Text block:
Gessen, author of The Man Without a Face (2012), the best-selling political biography of Putin, writes with wit and telling detail about the “intellectual pranksters who presented themselves as silly young girls” to famously challenge the dictatorship and doublespeak of their country. She sympathizes with her radical protagonists: Her account is brought to life by the candid commentary elicited in her extensive interviews, and her portraits of the three women imprisoned for their rebellion—Tolokonnikova, Alyokhina, and Yekaterina Samutsevich—are sensitively rendered against the political backdrop of Putin’s Russia.

In a typically vivid scene, Gessen describes the group’s curious start as a fictional band, invented for the finale of a slide-show presentation. Tolokonnikova, a veteran of street-art provocateurs Voina (War), had recently immersed herself in feminist and queer theory and decided to use her opportunity to speak at a September 2011 conference for opposition groups, to “compensate for Russia’s lack of a feminist movement, a body of social theory, or a Riot Grrrl legacy,” Gessen explains. Beginning with the 1990s American feminist band Bikini Kill and speeding through a list of feminist figures as diverse as Shulamith Firestone, bell hooks, Orlan, and Martha Rosler, Tolokonnikova ended with the claim that punk feminism was alive in Russia. To prove it, she played a noisy recording she’d made with ex-Voina comrade Samutsevich: shouted lyrics over a backing track swiped from Oi! band Cockney Rejects. “Kill the Sexist” was Pussy Riot’s promising start.

Source material:
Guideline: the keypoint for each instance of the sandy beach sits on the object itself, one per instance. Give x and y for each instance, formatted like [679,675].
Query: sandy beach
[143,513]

Tasks for this exercise:
(a) Transcribe the part of the passage on Pussy Riot between "Gessen, author of" and "of Putin’s Russia.", inclusive.
(b) According to the passage on Pussy Riot, at what event did Tolokonnikova decide to use her opportunity to speak?
(c) Name the three women the passage on Pussy Riot says were imprisoned for their rebellion.
Work from the text alone, not from the material.

Answers to each task:
(a)
Gessen, author of The Man Without a Face (2012), the best-selling political biography of Putin, writes with wit and telling detail about the “intellectual pranksters who presented themselves as silly young girls” to famously challenge the dictatorship and doublespeak of their country. She sympathizes with her radical protagonists: Her account is brought to life by the candid commentary elicited in her extensive interviews, and her portraits of the three women imprisoned for their rebellion—Tolokonnikova, Alyokhina, and Yekaterina Samutsevich—are sensitively rendered against the political backdrop of Putin’s Russia.

(b) A September 2011 conference for opposition groups.

(c) Tolokonnikova, Alyokhina, and Yekaterina Samutsevich